DOCUMENT EXTRACT:
EDA - Understand distributions, correlations, missing patterns
Feature engineering - Identify high-cardinality, constant columns
Data validation - Check quality before training
Reproducibility - Generate consistent reports with seeds

Data Engineering

Pipeline monitoring - Track data quality over time
CI/CD checks - Assert quality thresholds
Documentation - Auto-generate data dictionaries
Debugging - Quickly profile large production datasets

Business Analytics

Dashboard generation - Automated reporting
Data documentation - Share with stakeholders
Quality assurance - Catch issues early
Compliance - Document data characteristics

⚙️ Configuration

Highly customizable via ReportConfig:

from pysuricata import profile, ReportConfig

config = ReportConfig()

# Processing
config.compute.chunk_size = 200_000  # Rows per chunk
config.compute.numeric_sample_size = 20_000  # Sample for quantiles
config.compute.random_seed = 42  # Reproducibility

# Analysis
config.compute.compute_correlations = True  # Enable correlations
config.compute.corr_threshold = 0.5  # Min |r| to show
config.compute.top_k_size = 50  # Top values to track

# Rendering
config.render.title = "My Analysis Report"
config.render.description = "Custom markdown description"
config.render.include_sample = True
config.render.sample_rows = 10

report = profile(df, config=config)

See Configuration Guide for all options.

🔬 Statistical Methods

Numeric Variables

Central tendency: mean, median
Dispersion: variance, std, IQR, MAD, CV
Shape: skewness, kurtosis
Quantiles: P1, P5, Q1, Q2, Q3, P95, P99
Outliers: IQR fences, z-score, MAD-based
Distribution: histogram (Freedman-Diaconis binning)

Categorical Variables

Frequency table (top-k via Misra-Gries)
Distinct count (KMV sketch)
Shannon entropy, Gini impurity
String length statistics
Case/trim variant detection

DateTime Variables

Temporal range and span
Hour distribution (0-23)
Day-of-week distribution
Month distribution
Monotonicity coefficient
Timeline visualization

Boolean Variables

True/false counts and percentages
Shannon entropy
Balance score
Imbalance ratio

Full mathematical formulas and derivations in Statistical Methods.

📈 Scalability

PySuricata scales linearly with dataset size:

Dataset Size	Processing Time	Peak Memory
10K rows	1s	30 MB
100K rows	5s	50 MB
1M rows	15s	50 MB
10M rows	150s	50 MB
100M rows	1,500s (25 min)	50 MB
1B rows	15,000s (4 hrs)	50 MB

Memory stays constant regardless of dataset size! 🎉

🤝 Why "Suricata"?

DATA EXCERPTS:
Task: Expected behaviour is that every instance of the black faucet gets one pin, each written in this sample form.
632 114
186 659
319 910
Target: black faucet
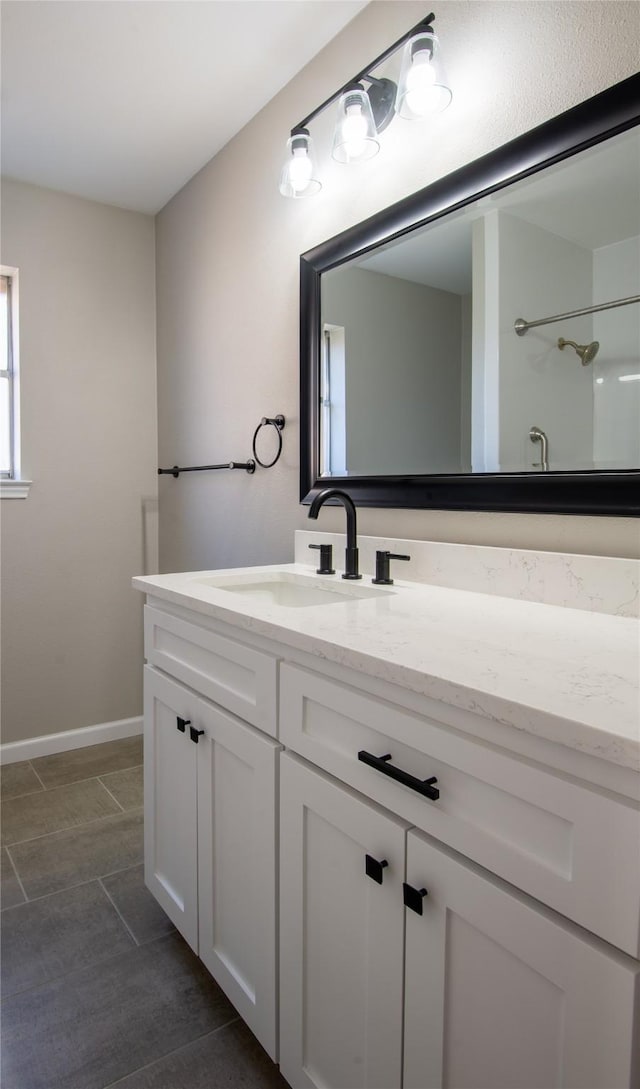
351 557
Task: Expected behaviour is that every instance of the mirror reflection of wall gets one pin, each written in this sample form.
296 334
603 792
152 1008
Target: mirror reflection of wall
435 380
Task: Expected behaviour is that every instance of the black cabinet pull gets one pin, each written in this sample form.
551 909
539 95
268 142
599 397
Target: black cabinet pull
414 897
423 786
374 868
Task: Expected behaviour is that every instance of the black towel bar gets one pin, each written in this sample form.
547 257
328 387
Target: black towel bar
176 469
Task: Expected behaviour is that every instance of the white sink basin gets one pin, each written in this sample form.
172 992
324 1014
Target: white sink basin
291 589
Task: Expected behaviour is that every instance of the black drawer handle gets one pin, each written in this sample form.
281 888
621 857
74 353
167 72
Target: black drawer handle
414 897
373 868
423 786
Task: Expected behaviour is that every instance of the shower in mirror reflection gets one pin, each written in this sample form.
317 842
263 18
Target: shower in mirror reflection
586 352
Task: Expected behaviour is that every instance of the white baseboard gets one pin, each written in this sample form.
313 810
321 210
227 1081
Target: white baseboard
33 747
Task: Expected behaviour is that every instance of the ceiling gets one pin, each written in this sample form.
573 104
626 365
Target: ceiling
124 100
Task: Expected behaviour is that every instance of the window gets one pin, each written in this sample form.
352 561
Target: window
11 484
332 402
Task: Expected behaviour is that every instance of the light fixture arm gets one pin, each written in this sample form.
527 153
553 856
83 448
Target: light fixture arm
425 24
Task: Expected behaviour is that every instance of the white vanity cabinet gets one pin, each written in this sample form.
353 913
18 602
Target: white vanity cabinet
475 982
210 814
458 900
492 989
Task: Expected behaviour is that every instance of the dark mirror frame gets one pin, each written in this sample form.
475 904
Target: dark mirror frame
590 491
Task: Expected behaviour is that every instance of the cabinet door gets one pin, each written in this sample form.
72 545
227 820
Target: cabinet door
237 870
341 935
503 994
170 803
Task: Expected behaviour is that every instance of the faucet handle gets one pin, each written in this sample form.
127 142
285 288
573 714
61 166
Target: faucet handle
382 574
325 560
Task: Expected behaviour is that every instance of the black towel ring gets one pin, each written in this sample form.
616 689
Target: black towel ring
278 423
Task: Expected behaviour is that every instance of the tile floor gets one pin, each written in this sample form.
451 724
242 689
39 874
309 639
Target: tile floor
98 989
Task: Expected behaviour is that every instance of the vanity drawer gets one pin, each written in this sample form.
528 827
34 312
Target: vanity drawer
235 676
574 848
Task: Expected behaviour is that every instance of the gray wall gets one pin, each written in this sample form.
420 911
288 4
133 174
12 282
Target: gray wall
228 269
403 371
71 623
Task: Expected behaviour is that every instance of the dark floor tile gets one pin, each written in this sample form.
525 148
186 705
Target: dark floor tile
59 933
80 854
230 1057
17 779
126 786
10 891
34 815
137 907
71 767
99 1024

DIRECTIVES:
1. From the PySuricata documentation above the lines, repeat the passage starting at "Numeric Variables" and ending at "histogram (Freedman-Diaconis binning)".
2. In the PySuricata documentation, which algorithm supplies the top-k values in the frequency table for categorical variables?

REPLIES:
1.
Numeric Variables

Central tendency: mean, median
Dispersion: variance, std, IQR, MAD, CV
Shape: skewness, kurtosis
Quantiles: P1, P5, Q1, Q2, Q3, P95, P99
Outliers: IQR fences, z-score, MAD-based
Distribution: histogram (Freedman-Diaconis binning)

2. Misra-Gries